[Sezione del documento]
Prima edizione di Time of Spain con 62 aziende e quattro trend globali
Time of Spain suona come una dichiarazione d’intenti. La prima edizione del format, voluto da ASCER e sostenuto da ICEX e IVACE, debutta nella provincia di Castellón sotto l’egida di Tile of Spain. Cevisama cambia pelle e si unisce a Habitat Feria Valencia con un padiglione dedicato. La regia è nuova e l’ambizione è chiara: fare sistema e trasformare questo periodo in un appuntamento internazionale stabile.


Un racconto corale tra materia e identità
Non siamo di fronte a una semplice fiera, ma a un racconto corale. Nel 2026 la ceramica spagnola smette di essere un semplice rivestimento. Diventa un linguaggio e una postura culturale. L’Osservatorio Tendenze dell’ITC individua quattro traiettorie precise, quattro modi diversi di abitare e percepire lo spazio contemporaneo.
[/Sezione del documento]
[Elenco fornito]
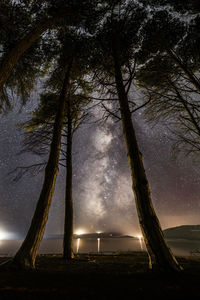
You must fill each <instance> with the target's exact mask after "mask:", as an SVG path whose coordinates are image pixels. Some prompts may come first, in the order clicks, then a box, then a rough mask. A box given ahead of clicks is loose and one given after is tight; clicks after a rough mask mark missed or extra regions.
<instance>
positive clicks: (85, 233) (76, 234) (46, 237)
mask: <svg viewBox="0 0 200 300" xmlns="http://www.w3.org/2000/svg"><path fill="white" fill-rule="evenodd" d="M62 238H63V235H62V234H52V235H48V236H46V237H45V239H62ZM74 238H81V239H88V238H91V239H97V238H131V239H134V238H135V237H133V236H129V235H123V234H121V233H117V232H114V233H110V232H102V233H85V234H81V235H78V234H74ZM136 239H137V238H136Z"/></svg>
[/Elenco fornito]
[Elenco fornito]
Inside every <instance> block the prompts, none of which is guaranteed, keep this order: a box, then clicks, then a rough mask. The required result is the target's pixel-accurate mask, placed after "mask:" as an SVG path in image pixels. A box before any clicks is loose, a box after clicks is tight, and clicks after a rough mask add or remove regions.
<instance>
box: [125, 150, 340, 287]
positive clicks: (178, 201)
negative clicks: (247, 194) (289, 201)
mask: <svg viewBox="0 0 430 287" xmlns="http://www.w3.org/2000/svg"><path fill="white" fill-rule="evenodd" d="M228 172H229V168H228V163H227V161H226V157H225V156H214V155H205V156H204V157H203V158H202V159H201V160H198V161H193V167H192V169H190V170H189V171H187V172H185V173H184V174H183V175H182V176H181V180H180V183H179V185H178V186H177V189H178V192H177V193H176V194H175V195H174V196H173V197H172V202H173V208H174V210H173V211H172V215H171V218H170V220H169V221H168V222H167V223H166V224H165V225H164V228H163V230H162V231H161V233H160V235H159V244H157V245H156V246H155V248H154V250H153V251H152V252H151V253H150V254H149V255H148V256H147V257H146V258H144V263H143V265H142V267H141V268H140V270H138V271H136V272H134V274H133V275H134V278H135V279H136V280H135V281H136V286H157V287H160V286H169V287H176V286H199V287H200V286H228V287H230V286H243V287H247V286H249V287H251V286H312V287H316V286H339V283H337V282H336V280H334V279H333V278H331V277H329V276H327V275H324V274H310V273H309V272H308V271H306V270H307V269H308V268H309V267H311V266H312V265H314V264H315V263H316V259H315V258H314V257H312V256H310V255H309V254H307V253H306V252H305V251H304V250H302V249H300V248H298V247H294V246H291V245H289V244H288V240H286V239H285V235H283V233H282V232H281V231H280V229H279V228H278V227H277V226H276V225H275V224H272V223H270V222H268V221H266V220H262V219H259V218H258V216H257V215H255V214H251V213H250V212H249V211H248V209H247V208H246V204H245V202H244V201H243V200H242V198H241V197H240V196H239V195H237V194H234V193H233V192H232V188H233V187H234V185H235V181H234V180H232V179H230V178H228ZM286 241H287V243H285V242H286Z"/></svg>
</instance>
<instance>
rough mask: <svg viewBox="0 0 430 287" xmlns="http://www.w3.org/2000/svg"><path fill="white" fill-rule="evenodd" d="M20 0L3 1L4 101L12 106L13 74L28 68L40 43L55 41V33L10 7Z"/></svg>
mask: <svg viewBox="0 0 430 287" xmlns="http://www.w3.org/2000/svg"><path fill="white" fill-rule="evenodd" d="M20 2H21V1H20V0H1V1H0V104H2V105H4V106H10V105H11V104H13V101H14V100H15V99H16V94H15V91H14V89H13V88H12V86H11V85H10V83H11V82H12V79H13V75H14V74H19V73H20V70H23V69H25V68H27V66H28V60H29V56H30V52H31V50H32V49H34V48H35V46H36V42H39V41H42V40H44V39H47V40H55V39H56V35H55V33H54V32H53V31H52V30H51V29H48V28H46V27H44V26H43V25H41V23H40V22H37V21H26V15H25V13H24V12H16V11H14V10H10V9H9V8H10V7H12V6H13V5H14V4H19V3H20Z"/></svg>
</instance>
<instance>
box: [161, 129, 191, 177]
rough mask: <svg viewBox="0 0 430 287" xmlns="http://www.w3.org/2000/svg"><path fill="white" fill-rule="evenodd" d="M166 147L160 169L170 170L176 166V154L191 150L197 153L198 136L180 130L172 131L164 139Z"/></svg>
[/Elenco fornito]
Consegna:
Riscrivi il brano del testo su Time of Spain che si apre con le parole contenenti "Prima edizione di" e si chiude con "lo spazio contemporaneo.", sostituendo "racconto corale" con "racconto collettivo".

Risposta scritta:
Prima edizione di Time of Spain con 62 aziende e quattro trend globali
Time of Spain suona come una dichiarazione d’intenti. La prima edizione del format, voluto da ASCER e sostenuto da ICEX e IVACE, debutta nella provincia di Castellón sotto l’egida di Tile of Spain. Cevisama cambia pelle e si unisce a Habitat Feria Valencia con un padiglione dedicato. La regia è nuova e l’ambizione è chiara: fare sistema e trasformare questo periodo in un appuntamento internazionale stabile.


Un racconto collettivo tra materia e identità
Non siamo di fronte a una semplice fiera, ma a un racconto collettivo. Nel 2026 la ceramica spagnola smette di essere un semplice rivestimento. Diventa un linguaggio e una postura culturale. L’Osservatorio Tendenze dell’ITC individua quattro traiettorie precise, quattro modi diversi di abitare e percepire lo spazio contemporaneo.